**What you have to do**
Transcribe the listing exactly, leaving out every picture.

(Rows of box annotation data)
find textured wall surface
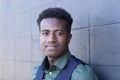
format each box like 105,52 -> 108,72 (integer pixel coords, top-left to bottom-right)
0,0 -> 120,80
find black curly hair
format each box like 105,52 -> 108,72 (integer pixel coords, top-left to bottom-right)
37,7 -> 73,34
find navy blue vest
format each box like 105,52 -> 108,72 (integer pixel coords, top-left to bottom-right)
35,55 -> 85,80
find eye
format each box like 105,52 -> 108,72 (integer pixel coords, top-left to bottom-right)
41,32 -> 49,36
56,31 -> 64,36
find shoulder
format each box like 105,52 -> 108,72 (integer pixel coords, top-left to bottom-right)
32,63 -> 40,80
71,64 -> 98,80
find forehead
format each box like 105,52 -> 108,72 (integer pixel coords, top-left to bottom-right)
40,18 -> 66,30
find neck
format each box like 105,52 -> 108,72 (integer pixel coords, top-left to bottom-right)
48,57 -> 57,68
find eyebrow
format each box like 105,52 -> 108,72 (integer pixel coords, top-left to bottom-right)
41,29 -> 66,32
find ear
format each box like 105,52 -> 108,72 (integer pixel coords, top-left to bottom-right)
68,34 -> 72,44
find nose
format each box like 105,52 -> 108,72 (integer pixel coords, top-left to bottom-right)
48,34 -> 57,43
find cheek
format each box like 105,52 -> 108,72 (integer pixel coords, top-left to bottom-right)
40,38 -> 45,47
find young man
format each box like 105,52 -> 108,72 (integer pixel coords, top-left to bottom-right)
33,8 -> 98,80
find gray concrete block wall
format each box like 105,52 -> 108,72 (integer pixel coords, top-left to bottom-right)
0,0 -> 120,80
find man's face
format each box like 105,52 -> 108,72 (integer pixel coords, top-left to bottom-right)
40,18 -> 72,58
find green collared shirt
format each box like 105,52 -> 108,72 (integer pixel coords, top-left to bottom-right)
32,51 -> 98,80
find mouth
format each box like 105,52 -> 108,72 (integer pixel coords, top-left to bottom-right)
46,45 -> 58,49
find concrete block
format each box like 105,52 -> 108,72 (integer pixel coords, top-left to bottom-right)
14,13 -> 32,37
31,35 -> 45,62
56,0 -> 90,29
15,36 -> 32,61
93,66 -> 120,80
90,24 -> 120,66
88,0 -> 120,26
2,60 -> 14,80
15,61 -> 32,80
70,29 -> 89,63
0,38 -> 15,60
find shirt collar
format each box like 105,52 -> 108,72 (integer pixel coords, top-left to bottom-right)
41,50 -> 71,69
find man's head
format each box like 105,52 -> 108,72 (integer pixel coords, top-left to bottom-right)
37,8 -> 72,58
37,8 -> 73,34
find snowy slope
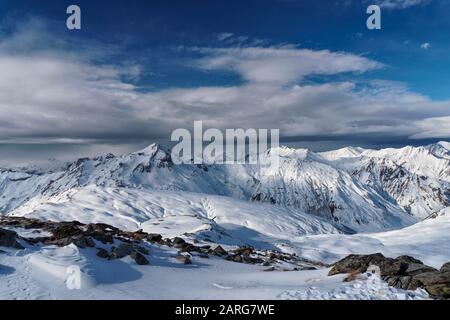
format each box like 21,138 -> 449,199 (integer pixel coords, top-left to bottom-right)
0,145 -> 440,232
0,240 -> 429,300
320,142 -> 450,219
11,185 -> 339,249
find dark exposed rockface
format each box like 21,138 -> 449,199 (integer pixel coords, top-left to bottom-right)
0,217 -> 325,271
328,253 -> 450,299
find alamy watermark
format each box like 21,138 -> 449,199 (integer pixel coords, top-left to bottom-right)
66,4 -> 381,30
171,121 -> 280,169
66,265 -> 81,290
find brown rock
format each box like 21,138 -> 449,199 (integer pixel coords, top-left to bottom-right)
130,251 -> 150,266
0,228 -> 23,249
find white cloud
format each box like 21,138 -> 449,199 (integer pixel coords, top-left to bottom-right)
196,46 -> 382,84
0,17 -> 450,149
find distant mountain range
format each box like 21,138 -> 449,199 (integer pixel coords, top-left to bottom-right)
0,142 -> 450,233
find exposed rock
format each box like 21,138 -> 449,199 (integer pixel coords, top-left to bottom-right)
395,256 -> 423,264
97,248 -> 111,259
51,222 -> 83,239
213,246 -> 228,256
226,254 -> 242,263
328,253 -> 386,276
0,228 -> 23,249
111,243 -> 134,259
130,251 -> 150,266
233,247 -> 253,256
172,237 -> 186,248
175,255 -> 192,264
329,253 -> 450,299
264,267 -> 275,272
147,233 -> 162,242
441,262 -> 450,272
414,271 -> 450,299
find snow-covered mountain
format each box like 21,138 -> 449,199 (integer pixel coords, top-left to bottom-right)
321,142 -> 450,219
0,142 -> 450,233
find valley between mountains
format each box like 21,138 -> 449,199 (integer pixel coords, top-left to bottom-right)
0,142 -> 450,299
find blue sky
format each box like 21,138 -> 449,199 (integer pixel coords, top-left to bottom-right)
0,0 -> 450,161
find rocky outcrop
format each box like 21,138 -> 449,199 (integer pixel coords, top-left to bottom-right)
328,253 -> 450,299
0,217 -> 325,271
0,228 -> 23,249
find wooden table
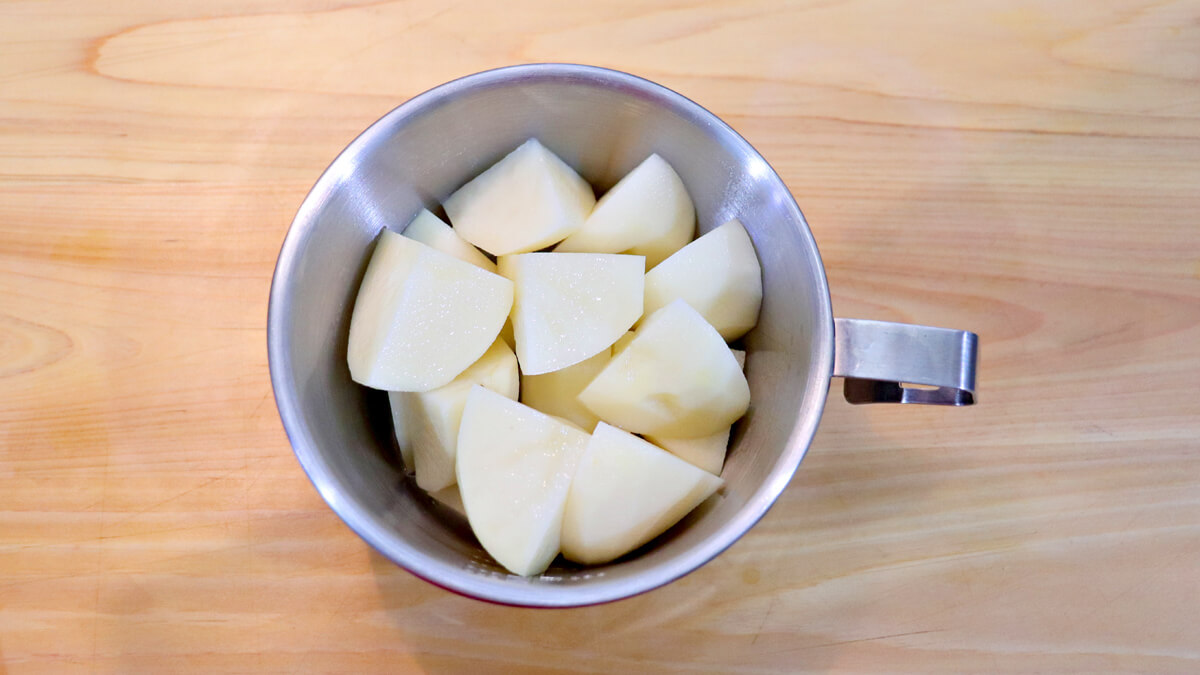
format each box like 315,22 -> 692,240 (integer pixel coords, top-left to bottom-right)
0,0 -> 1200,674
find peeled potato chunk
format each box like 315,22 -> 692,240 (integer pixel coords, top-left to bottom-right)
457,386 -> 589,577
646,350 -> 746,476
402,209 -> 496,273
388,392 -> 413,471
562,422 -> 721,565
580,300 -> 750,438
554,155 -> 696,269
401,339 -> 520,492
499,253 -> 646,375
443,138 -> 595,256
646,220 -> 762,340
612,330 -> 634,356
521,348 -> 612,430
347,229 -> 512,392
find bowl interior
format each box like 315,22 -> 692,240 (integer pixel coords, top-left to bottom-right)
268,66 -> 833,607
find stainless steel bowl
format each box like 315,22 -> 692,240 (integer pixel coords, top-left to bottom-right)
268,65 -> 976,607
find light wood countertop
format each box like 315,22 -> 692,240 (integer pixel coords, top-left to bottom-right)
0,0 -> 1200,674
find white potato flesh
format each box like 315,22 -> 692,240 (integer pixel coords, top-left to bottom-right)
402,209 -> 496,273
402,339 -> 520,492
554,155 -> 696,269
580,300 -> 750,438
646,350 -> 746,476
443,138 -> 595,256
521,348 -> 612,431
646,426 -> 733,476
612,330 -> 634,356
347,229 -> 512,392
498,253 -> 646,375
560,422 -> 721,565
388,392 -> 413,471
457,386 -> 589,577
646,220 -> 762,340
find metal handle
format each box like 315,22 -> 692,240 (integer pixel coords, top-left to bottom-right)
833,318 -> 979,406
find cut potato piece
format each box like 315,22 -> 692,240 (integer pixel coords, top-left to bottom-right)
402,209 -> 496,273
646,426 -> 733,476
499,253 -> 646,375
388,392 -> 413,471
554,155 -> 696,269
457,386 -> 588,575
443,138 -> 595,256
347,229 -> 512,392
521,347 -> 612,431
612,330 -> 634,356
500,316 -> 517,351
580,299 -> 750,438
646,220 -> 762,340
646,350 -> 746,476
562,422 -> 721,565
402,339 -> 520,492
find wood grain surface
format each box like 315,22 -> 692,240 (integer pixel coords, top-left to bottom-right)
0,0 -> 1200,674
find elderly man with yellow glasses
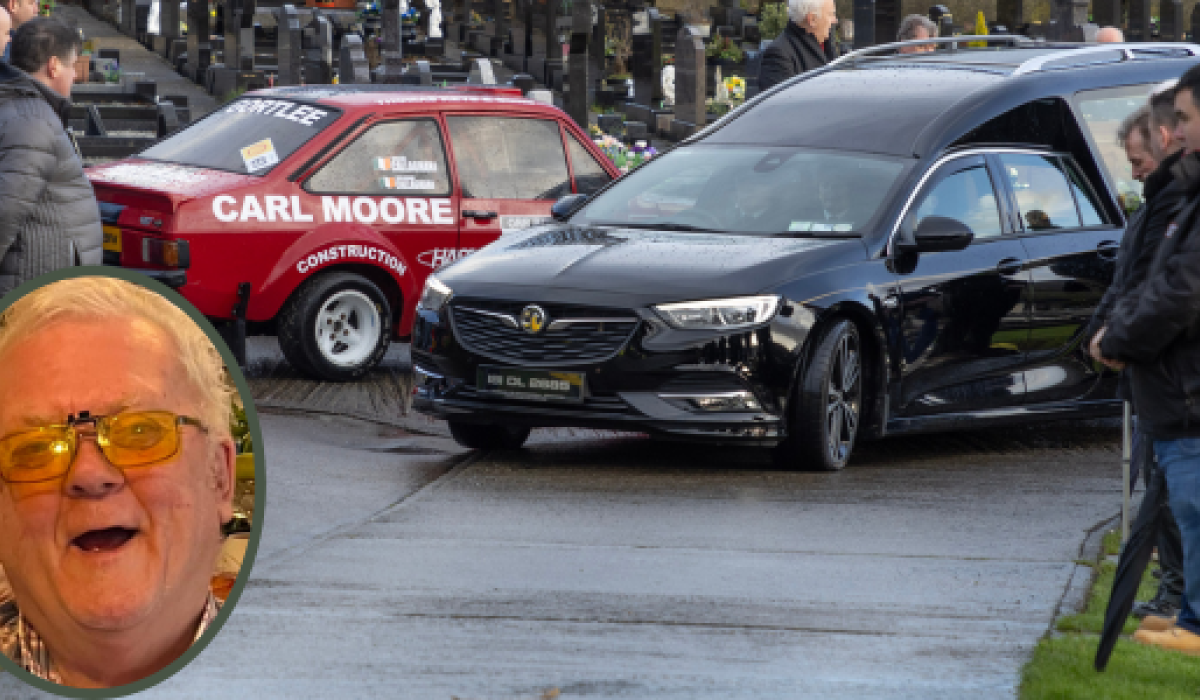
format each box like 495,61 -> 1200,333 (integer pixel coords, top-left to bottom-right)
0,276 -> 235,688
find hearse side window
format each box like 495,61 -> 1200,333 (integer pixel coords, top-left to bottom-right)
446,116 -> 571,199
913,166 -> 1003,239
305,119 -> 450,196
1075,84 -> 1153,209
1000,154 -> 1080,231
1066,161 -> 1108,226
566,134 -> 612,195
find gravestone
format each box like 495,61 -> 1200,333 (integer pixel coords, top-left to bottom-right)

**Solution for this problem**
find textured wall surface
format each box like 105,52 -> 108,72 (integer pixel coords, top-left to bottom-right)
0,0 -> 120,80
find black curly hair
format each box like 105,52 -> 108,72 (integer pixel coords, top-left to bottom-right)
37,7 -> 73,34
find navy blue vest
format each box like 105,52 -> 108,72 (integer pixel coords, top-left to bottom-right)
35,55 -> 85,80
find eye
format each box like 105,52 -> 108,72 (integer pixel coords, top-left to bottom-right)
41,32 -> 49,36
56,31 -> 64,36
find shoulder
format each box like 105,52 -> 108,72 (integer pixel coords, top-left to bottom-right)
32,63 -> 40,80
71,64 -> 98,80
find forehead
format each box like 105,52 -> 108,72 (integer pixel coords, top-left to bottom-right)
40,18 -> 66,30
find neck
format each box like 105,52 -> 108,72 (integer pixel coords, top-left to bottom-right)
48,57 -> 57,68
find eyebrow
format each box like 105,52 -> 108,72 (integer pixel coords, top-left to bottom-right)
41,29 -> 66,32
find ear
format each box like 105,52 -> 108,72 (integer pixel coords, top-left to bottom-right)
68,34 -> 72,44
find nose
format each box like 105,52 -> 108,72 (integer pixel coords, top-left to bottom-right)
48,34 -> 57,43
find cheek
format each box like 105,52 -> 108,72 (integer pixel coords, top-left to bottom-right)
40,38 -> 45,47
find young man
format each box like 105,52 -> 108,72 (integer pixel coords, top-left to bottom-right)
33,8 -> 98,80
find gray concrete block wall
format each box like 105,52 -> 108,72 (integer pixel coords, top-left to bottom-right)
0,0 -> 120,80
find man's face
format each box like 105,52 -> 108,72 (integer pixel coords, top-left to bottom-right)
40,18 -> 72,58
find green collared shirt
format each box like 105,52 -> 108,72 (integer pixel coords, top-left to bottom-right)
32,51 -> 98,80
find mouth
format each box like 105,52 -> 108,72 (integer pixel coords, top-left to bottom-right)
46,45 -> 58,49
find concrete block
format each box like 105,52 -> 108,72 (integer pixel coords, top-left to bottom-right)
14,13 -> 32,37
31,35 -> 45,62
56,0 -> 90,29
15,36 -> 32,61
93,66 -> 120,80
90,24 -> 120,66
88,0 -> 120,26
2,60 -> 14,80
15,61 -> 32,80
70,29 -> 89,63
0,38 -> 15,60
find shirt collar
format each box like 105,52 -> 108,72 (integer pixel coords, top-left to bottom-right)
41,50 -> 71,69
find man's head
format each box like 105,52 -> 108,72 (integer pixel coords, top-left to bottom-right)
37,8 -> 72,58
37,8 -> 73,34
find snowy slope
format each box like 21,138 -> 449,199 (integer pixel coords, top-left to bottom-right)
0,145 -> 440,232
0,240 -> 429,300
320,142 -> 450,219
11,185 -> 339,249
find dark exposed rockface
format each box like 21,138 -> 449,199 (integer pixel coords, top-left to bottom-right)
0,217 -> 325,271
328,253 -> 450,299
find alamy watermark
format each box like 21,138 -> 449,199 (integer pixel coords, top-left to bottom-right)
66,4 -> 381,30
171,121 -> 280,169
66,265 -> 81,290
find brown rock
format each box like 21,138 -> 449,199 (integer pixel coords, top-left to bottom-right)
130,251 -> 150,266
0,228 -> 23,249
find white cloud
format each box like 21,138 -> 449,199 (integer pixel coords, top-left to bottom-right)
196,46 -> 382,84
0,17 -> 450,149
find distant mountain range
format each box like 21,138 -> 449,199 (integer pixel coords, top-left to bottom-right)
0,142 -> 450,233
find exposed rock
format each box like 21,138 -> 449,199 (integer pixel coords, top-left to bottom-right)
395,256 -> 423,264
97,248 -> 111,259
51,222 -> 83,239
213,246 -> 228,256
226,254 -> 242,263
328,253 -> 386,276
0,228 -> 23,249
111,243 -> 134,259
130,251 -> 150,266
233,247 -> 253,256
172,237 -> 186,248
175,255 -> 192,264
329,253 -> 450,299
264,267 -> 275,272
147,233 -> 162,242
441,262 -> 450,272
414,271 -> 450,299
find snow-covered mountain
format each box like 21,138 -> 449,199 (integer pixel coords, top-left to bottom-right)
321,142 -> 450,219
0,142 -> 450,233
find valley between mountains
format each box like 21,138 -> 449,199 (integer pixel coords, top-left to bottom-right)
0,142 -> 450,299
find blue sky
format each box like 21,138 -> 449,199 (integer pixel coords, top-left to bottom-right)
0,0 -> 450,161
find rocky outcrop
format each box like 21,138 -> 449,199 (integer pixel coords, top-left to bottom-right)
328,253 -> 450,299
0,217 -> 325,271
0,228 -> 23,249
find wooden table
format each box like 315,22 -> 692,240 (integer pixel coords, top-left to bottom-right)
0,0 -> 1200,674
find peeled potato chunk
format each box like 315,22 -> 692,240 (integer pixel coords, top-left to bottom-right)
457,386 -> 589,577
646,350 -> 746,476
402,209 -> 496,273
388,392 -> 413,471
562,422 -> 721,565
580,300 -> 750,438
554,155 -> 696,269
401,339 -> 520,492
499,253 -> 646,375
443,138 -> 595,256
646,220 -> 762,340
612,330 -> 634,356
521,348 -> 612,430
347,229 -> 512,392
find bowl interior
format each box like 315,22 -> 692,240 (integer pixel coords, top-left to bottom-right)
268,66 -> 833,607
find stainless steel bowl
format each box like 315,22 -> 692,240 (integer pixel coords, top-left to bottom-right)
268,65 -> 976,607
find light wood countertop
format each box like 315,22 -> 692,240 (integer pixel coords, top-left to bottom-right)
0,0 -> 1200,674
find white potato flesh
format each box like 315,22 -> 692,240 (integer pixel coords, top-left to bottom-right)
402,209 -> 496,273
402,339 -> 520,492
554,155 -> 696,269
580,300 -> 750,438
646,350 -> 746,476
443,138 -> 595,256
521,348 -> 612,431
646,426 -> 733,476
612,330 -> 634,356
347,229 -> 512,392
498,253 -> 646,375
560,422 -> 721,565
388,392 -> 413,471
457,386 -> 589,577
646,220 -> 762,340
find metal handle
format each box like 315,22 -> 692,240 (integer pixel coords, top-left to bottom-right)
833,318 -> 979,406
find cut potato piece
format each box like 315,22 -> 692,240 (integer pixel coords, top-left to bottom-right)
402,209 -> 496,273
646,426 -> 733,476
499,253 -> 646,375
388,392 -> 413,471
554,155 -> 696,269
457,386 -> 588,575
443,138 -> 595,256
347,229 -> 512,392
521,347 -> 612,431
612,330 -> 634,356
500,316 -> 517,351
580,299 -> 750,438
646,220 -> 762,340
646,350 -> 746,476
562,422 -> 721,565
402,339 -> 520,492
find wood grain surface
format each box like 315,22 -> 692,240 (integer pixel coords, top-left to bottom-right)
0,0 -> 1200,674
find elderly man with yellow glasses
format each box like 495,61 -> 1200,333 (integer pixel coords, top-left to bottom-right)
0,276 -> 235,688
find hearse side window
format each box like 495,61 -> 1200,333 (integer pixel coords, top-left to bottom-right)
446,116 -> 571,199
913,166 -> 1003,239
305,119 -> 450,196
1075,84 -> 1153,209
1000,154 -> 1080,231
1066,161 -> 1108,226
566,134 -> 612,195
find gravestone
format each box like 495,61 -> 1200,333 (integer pixel coords, top-left to bottom-right)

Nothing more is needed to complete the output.